#### [Instructions for the task]
How many lines in the items below contain the word "front"? Reply with the number only.

#### [Input records]
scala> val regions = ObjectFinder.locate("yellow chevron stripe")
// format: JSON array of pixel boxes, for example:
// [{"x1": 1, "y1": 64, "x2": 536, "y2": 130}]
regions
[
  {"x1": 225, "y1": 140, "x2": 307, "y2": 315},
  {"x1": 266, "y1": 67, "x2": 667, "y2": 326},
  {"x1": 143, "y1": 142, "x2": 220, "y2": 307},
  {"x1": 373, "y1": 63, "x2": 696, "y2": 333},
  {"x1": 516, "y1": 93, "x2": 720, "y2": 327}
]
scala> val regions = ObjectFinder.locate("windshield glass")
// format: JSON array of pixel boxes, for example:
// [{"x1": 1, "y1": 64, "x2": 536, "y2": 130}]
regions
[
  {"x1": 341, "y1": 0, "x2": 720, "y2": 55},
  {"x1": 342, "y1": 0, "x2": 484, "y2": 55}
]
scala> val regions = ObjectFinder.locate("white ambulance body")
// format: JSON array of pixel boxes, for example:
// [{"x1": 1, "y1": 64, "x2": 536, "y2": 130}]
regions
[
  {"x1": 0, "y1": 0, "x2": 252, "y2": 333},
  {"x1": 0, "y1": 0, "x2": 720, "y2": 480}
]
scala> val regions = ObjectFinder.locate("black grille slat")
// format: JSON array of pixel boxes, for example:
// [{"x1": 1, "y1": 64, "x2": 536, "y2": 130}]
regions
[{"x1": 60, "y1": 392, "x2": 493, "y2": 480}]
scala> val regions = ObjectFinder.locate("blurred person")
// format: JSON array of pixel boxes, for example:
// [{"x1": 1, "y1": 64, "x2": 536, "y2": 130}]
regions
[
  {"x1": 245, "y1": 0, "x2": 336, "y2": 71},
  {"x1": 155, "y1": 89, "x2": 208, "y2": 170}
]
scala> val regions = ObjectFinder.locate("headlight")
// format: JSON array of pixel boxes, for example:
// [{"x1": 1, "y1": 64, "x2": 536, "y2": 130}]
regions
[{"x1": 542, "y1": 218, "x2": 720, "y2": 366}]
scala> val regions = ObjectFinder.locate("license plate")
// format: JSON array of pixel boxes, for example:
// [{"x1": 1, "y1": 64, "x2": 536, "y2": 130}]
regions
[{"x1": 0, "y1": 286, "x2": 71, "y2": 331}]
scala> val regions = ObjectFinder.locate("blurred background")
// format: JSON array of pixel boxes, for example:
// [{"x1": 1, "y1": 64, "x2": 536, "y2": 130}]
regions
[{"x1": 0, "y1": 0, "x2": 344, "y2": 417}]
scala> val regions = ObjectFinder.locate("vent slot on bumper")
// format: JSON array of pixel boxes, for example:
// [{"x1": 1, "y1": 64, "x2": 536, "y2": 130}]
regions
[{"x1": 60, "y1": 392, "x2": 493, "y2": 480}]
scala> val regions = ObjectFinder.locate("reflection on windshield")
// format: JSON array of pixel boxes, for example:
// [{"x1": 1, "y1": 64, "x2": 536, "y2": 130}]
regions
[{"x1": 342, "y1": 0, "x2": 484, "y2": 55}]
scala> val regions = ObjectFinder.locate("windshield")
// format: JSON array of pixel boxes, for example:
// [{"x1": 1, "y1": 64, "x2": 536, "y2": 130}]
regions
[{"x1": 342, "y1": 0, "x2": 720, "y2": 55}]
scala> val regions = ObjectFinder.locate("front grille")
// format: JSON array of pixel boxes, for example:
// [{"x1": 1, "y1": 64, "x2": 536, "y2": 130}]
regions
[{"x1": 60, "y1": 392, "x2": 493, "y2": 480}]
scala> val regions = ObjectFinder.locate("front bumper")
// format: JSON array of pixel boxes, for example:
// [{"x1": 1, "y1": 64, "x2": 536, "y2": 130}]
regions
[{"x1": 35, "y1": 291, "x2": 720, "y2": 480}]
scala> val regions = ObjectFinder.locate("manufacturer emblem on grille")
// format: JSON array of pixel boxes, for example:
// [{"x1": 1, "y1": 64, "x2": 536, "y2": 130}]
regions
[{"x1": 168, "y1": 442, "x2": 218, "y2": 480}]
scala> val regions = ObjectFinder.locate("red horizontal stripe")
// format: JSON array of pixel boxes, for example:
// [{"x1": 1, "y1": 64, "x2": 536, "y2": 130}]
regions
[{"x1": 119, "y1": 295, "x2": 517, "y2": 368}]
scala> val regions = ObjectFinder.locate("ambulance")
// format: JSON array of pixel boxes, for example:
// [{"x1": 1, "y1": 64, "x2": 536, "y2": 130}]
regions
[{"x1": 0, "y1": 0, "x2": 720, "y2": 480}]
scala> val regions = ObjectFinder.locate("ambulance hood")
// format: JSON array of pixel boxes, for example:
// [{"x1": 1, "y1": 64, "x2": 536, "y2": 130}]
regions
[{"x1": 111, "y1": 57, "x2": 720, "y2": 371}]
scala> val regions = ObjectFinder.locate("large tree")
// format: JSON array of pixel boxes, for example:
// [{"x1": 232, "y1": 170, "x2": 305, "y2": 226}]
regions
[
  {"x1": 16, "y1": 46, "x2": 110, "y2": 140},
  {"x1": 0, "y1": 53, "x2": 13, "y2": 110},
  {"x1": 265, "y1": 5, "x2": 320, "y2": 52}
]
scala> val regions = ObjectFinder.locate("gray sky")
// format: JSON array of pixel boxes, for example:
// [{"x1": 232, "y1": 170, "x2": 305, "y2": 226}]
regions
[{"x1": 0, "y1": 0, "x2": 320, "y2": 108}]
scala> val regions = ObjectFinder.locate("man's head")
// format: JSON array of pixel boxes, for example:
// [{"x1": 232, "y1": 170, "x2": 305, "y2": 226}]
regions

#### [Task response]
2